Text extract:
--- Start ---

AI agents are reshaping digital commerce, raising the stakes for enterprise readiness now.

A shopper no longer has to visit your homepage to buy from you. Increasingly, they don't visit at all - an AI agent does it for them, comparing prices, reading return policies, and completing checkout on their behalf. Gartner projects that by 2030, 20% of digital commerce transactions will run through AI platforms via on-platform checkout or autonomous agents. That shift is no longer a forecast on a slide - it is already rewriting how products get discovered, evaluated, and purchased.
For enterprise leaders, this raises an uncomfortable question: your storefront, your product data, and your customer experience were built for people. Are they built for machines, too?
This article breaks down what the latest research from Gartner, McKinsey, MIT, IDC, and Bain actually shows about AI agents in digital commerce - where the real returns are coming from, why some organizations are pulling far ahead of others, and what separates enterprises capturing measurable value from those burning budget on pilots that never scale.

--- End ---

Supplied data:
--- Start ---

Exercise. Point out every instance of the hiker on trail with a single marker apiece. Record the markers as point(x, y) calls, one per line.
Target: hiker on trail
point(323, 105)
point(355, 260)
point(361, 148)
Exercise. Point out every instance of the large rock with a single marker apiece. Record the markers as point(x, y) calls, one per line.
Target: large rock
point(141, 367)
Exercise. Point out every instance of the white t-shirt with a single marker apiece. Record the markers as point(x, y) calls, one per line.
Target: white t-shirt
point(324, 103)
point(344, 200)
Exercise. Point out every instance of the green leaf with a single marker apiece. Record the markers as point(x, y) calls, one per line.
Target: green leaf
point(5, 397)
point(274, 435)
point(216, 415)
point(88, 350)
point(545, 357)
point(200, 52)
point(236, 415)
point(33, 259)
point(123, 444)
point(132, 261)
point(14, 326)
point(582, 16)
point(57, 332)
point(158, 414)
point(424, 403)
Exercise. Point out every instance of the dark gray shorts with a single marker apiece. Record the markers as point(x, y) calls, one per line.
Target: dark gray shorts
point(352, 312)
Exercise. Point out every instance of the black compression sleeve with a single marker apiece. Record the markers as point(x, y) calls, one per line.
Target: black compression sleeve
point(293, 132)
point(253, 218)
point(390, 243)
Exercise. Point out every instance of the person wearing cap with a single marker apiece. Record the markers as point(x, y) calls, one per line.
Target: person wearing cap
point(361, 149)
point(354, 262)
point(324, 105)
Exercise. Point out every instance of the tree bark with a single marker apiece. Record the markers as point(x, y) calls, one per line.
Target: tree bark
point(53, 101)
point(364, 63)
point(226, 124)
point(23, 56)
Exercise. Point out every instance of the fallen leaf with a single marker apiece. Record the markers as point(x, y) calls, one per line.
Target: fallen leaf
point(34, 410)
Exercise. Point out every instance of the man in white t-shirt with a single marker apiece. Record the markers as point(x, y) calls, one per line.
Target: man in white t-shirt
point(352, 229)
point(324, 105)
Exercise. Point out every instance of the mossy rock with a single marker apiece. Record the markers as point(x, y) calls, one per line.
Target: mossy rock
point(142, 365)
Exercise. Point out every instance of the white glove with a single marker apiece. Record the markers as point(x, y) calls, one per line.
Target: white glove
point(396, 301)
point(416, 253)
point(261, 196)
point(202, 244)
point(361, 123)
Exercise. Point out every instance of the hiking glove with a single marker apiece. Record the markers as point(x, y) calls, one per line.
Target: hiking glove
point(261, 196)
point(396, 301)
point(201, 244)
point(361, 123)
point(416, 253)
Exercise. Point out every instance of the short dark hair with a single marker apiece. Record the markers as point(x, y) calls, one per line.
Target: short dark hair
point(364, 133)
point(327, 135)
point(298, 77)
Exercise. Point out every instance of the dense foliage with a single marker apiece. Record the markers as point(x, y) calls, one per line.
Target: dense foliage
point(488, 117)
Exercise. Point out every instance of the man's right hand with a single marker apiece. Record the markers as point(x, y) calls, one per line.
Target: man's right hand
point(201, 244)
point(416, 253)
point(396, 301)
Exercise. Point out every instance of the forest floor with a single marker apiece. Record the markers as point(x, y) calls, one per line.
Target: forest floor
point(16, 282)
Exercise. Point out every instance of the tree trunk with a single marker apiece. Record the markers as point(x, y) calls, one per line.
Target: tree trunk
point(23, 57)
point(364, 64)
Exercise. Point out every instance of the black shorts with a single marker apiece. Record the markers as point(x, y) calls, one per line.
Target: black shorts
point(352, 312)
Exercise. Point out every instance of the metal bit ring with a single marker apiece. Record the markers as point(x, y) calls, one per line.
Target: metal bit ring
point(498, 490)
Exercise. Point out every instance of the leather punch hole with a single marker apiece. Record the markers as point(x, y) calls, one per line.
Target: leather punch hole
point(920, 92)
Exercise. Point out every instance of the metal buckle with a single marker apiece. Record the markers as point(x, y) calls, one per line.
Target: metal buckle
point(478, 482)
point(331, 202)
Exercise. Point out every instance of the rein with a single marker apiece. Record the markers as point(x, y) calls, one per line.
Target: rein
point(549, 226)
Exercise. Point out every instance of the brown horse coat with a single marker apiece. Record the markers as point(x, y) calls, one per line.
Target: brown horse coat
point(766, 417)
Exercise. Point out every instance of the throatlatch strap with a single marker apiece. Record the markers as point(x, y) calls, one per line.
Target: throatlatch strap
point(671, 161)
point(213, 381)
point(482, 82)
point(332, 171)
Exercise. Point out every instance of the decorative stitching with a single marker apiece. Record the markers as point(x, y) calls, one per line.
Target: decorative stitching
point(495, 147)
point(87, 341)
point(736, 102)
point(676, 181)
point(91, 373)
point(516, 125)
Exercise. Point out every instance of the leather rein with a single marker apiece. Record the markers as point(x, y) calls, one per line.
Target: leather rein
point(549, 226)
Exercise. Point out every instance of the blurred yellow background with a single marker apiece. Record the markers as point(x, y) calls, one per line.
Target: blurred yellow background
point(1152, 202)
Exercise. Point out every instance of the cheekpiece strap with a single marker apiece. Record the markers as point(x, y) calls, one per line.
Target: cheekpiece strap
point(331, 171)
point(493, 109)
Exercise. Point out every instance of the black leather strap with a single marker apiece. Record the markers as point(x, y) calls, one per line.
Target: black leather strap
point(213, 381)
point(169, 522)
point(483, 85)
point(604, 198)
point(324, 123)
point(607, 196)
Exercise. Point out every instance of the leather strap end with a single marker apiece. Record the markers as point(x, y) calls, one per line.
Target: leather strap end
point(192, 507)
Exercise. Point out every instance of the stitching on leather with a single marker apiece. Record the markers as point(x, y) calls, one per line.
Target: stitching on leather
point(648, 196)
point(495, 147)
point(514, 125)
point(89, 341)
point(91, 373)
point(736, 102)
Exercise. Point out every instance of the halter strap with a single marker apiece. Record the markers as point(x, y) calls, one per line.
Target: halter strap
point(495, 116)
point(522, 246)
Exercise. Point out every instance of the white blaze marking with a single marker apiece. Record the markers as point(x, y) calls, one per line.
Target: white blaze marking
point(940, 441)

--- End ---

Set of tasks:
**A.** In one to three sentences, explain why the text on AI agents in commerce says a shopper no longer has to visit a company's homepage to buy from it.
**B.** Rewrite the AI commerce text starting with "For enterprise leaders, this" and going on through "for machines, too?", substituting "online store" for "storefront".

Outputs by task:
**A.** An AI agent can shop on the shopper's behalf. It compares prices, reads return policies, and completes checkout, so the shopper need not visit the site at all.

**B.**
For enterprise leaders, this raises an uncomfortable question: your online store, your product data, and your customer experience were built for people. Are they built for machines, too?